╭─ SUPPLIED RECORDS

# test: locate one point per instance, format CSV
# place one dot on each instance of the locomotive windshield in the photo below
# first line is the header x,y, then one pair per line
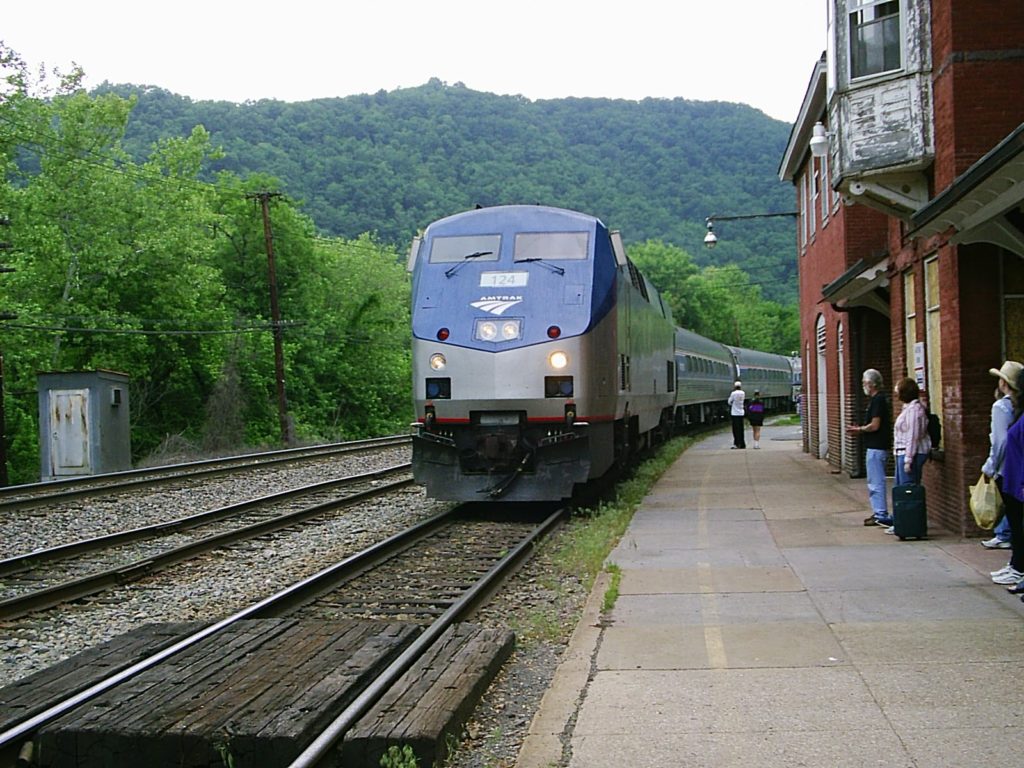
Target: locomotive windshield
x,y
460,248
551,246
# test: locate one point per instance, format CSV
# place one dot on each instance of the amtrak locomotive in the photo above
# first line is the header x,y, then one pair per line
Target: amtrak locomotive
x,y
542,356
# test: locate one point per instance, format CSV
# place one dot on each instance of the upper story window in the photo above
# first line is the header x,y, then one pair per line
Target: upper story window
x,y
875,37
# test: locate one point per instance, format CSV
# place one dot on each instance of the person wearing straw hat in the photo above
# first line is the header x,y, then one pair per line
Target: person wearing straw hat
x,y
1006,411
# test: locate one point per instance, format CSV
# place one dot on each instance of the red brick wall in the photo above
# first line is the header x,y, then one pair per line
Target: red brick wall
x,y
978,80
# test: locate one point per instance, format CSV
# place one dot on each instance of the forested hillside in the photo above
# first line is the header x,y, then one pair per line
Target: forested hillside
x,y
134,240
391,162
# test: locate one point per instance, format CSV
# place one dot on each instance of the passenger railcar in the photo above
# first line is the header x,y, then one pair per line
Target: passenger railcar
x,y
541,355
706,372
767,373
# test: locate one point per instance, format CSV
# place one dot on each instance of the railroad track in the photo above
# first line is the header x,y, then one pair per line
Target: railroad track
x,y
47,578
40,494
445,565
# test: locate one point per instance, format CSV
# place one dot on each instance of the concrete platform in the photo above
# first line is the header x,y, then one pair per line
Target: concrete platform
x,y
760,624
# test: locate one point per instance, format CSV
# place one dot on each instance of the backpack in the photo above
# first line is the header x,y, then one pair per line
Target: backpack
x,y
934,429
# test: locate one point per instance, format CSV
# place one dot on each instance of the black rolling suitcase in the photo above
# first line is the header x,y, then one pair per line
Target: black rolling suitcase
x,y
909,515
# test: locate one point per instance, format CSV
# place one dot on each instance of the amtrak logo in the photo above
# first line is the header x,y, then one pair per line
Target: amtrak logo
x,y
496,304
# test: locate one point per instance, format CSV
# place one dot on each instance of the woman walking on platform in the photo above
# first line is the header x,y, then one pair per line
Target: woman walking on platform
x,y
910,441
875,429
1006,465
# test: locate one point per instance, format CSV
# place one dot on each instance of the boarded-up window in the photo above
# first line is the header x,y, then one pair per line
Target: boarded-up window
x,y
933,337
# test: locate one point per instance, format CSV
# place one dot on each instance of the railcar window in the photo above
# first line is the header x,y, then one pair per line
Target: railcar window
x,y
551,246
458,248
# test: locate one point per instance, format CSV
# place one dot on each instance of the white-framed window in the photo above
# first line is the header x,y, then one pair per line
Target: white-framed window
x,y
876,37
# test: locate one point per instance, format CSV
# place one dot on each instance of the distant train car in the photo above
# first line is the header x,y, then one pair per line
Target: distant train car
x,y
798,378
767,373
541,355
706,371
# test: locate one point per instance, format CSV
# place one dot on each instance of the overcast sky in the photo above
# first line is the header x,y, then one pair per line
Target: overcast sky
x,y
745,51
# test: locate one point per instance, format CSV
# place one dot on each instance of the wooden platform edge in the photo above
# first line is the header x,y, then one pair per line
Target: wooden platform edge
x,y
433,700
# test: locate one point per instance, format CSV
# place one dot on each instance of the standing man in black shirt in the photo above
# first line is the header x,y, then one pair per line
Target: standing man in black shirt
x,y
875,428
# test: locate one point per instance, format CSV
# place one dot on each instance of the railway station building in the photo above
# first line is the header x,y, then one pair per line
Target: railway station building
x,y
907,163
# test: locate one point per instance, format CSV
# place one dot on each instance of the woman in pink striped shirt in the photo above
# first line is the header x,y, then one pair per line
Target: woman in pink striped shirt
x,y
911,444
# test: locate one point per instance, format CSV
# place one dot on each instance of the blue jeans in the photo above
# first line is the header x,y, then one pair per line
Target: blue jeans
x,y
1001,530
877,481
913,476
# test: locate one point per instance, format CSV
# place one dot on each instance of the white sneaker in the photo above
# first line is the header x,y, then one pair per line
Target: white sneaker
x,y
995,543
1011,577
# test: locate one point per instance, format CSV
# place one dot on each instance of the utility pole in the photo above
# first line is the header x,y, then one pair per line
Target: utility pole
x,y
4,247
279,348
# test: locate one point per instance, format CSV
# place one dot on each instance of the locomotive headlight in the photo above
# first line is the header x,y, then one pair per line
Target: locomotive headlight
x,y
486,331
510,330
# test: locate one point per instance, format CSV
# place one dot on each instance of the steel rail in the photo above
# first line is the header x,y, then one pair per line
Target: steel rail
x,y
90,585
20,562
321,745
310,586
38,494
300,593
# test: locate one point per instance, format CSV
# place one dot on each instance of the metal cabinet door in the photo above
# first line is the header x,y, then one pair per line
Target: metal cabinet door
x,y
70,432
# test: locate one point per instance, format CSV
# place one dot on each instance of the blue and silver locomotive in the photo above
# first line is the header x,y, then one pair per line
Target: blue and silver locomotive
x,y
542,356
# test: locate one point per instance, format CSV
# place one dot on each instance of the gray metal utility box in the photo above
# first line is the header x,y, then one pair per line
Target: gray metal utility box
x,y
84,426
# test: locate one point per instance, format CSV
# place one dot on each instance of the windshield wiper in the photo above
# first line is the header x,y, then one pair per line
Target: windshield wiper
x,y
453,269
553,267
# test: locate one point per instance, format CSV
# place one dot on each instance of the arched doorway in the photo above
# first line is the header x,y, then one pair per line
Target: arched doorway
x,y
822,389
843,420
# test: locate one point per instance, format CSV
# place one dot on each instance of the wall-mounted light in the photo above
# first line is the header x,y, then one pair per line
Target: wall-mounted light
x,y
819,140
711,240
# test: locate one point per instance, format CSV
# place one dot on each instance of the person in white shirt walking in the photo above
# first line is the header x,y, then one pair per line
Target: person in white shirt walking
x,y
736,399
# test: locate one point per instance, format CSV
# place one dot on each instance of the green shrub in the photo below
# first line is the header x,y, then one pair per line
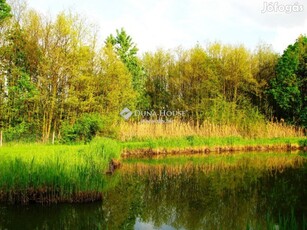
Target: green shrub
x,y
83,130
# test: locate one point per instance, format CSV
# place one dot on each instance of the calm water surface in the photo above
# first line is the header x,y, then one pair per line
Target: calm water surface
x,y
251,195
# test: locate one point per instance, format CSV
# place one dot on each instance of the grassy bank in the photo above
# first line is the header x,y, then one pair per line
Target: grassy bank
x,y
60,173
177,129
77,173
198,144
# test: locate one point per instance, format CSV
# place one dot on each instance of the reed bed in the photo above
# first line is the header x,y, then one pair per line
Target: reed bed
x,y
177,165
51,174
146,130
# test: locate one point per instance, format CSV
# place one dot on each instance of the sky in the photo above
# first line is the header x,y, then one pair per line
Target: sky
x,y
168,24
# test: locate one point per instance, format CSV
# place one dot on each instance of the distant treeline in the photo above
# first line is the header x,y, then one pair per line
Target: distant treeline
x,y
56,80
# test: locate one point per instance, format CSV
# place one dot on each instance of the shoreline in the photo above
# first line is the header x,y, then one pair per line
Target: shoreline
x,y
145,153
166,147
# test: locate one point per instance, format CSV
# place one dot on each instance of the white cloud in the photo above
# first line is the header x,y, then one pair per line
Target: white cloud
x,y
170,23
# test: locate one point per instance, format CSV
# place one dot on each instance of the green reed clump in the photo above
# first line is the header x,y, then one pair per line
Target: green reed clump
x,y
41,173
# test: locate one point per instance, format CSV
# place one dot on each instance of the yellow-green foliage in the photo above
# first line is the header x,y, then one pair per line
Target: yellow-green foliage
x,y
145,130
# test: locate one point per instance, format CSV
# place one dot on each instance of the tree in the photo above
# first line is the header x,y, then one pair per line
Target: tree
x,y
127,50
5,10
289,87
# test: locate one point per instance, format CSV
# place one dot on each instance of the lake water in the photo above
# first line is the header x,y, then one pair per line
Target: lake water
x,y
247,194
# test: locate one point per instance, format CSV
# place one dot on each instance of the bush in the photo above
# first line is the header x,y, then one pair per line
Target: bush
x,y
83,130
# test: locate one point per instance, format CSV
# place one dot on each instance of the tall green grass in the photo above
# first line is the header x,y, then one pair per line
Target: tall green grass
x,y
61,173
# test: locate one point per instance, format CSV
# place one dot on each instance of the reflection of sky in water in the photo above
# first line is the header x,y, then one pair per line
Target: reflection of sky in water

╰─

■ **WHAT THIS TASK INVOLVES**
Pick out every line of the listing above that contains the string "straw" and copy each one.

■ **COMPLETE RESPONSE**
# place one dot on each instance of the person wearing straw hat in the photo above
Target: person wearing straw hat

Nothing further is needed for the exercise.